* _What you need to do_
Copy the material below word for word, keeping every line as it appears.

* _Records to process_
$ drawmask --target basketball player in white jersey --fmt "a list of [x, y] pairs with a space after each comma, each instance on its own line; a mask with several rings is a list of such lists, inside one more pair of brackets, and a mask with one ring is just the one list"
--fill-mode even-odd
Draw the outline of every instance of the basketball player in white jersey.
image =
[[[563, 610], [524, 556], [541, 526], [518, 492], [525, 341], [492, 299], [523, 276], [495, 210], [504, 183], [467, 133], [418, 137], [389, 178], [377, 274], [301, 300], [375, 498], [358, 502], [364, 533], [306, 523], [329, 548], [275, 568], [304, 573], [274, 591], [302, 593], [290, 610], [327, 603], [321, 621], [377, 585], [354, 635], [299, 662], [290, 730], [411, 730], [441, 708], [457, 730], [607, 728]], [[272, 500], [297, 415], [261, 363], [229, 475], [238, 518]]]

* _Task output_
$ drawmask --target basketball player in white jersey --fmt "a list of [x, y] pairs with a space after each comma, each instance on its own line; a mask with several rings is a list of such lists, inside one more pair of brackets, and a mask with one ring is just the one list"
--fill-mode even-odd
Draw the outline of every instance of the basketball player in white jersey.
image =
[[[563, 610], [524, 556], [541, 526], [518, 492], [525, 341], [492, 299], [523, 276], [495, 210], [504, 183], [467, 133], [418, 137], [389, 178], [377, 274], [301, 300], [375, 498], [358, 502], [364, 533], [306, 523], [329, 548], [275, 568], [304, 573], [274, 591], [302, 593], [290, 610], [327, 603], [321, 621], [377, 585], [354, 635], [299, 662], [290, 730], [411, 730], [441, 708], [457, 730], [607, 728]], [[272, 500], [297, 415], [261, 363], [229, 475], [238, 518]]]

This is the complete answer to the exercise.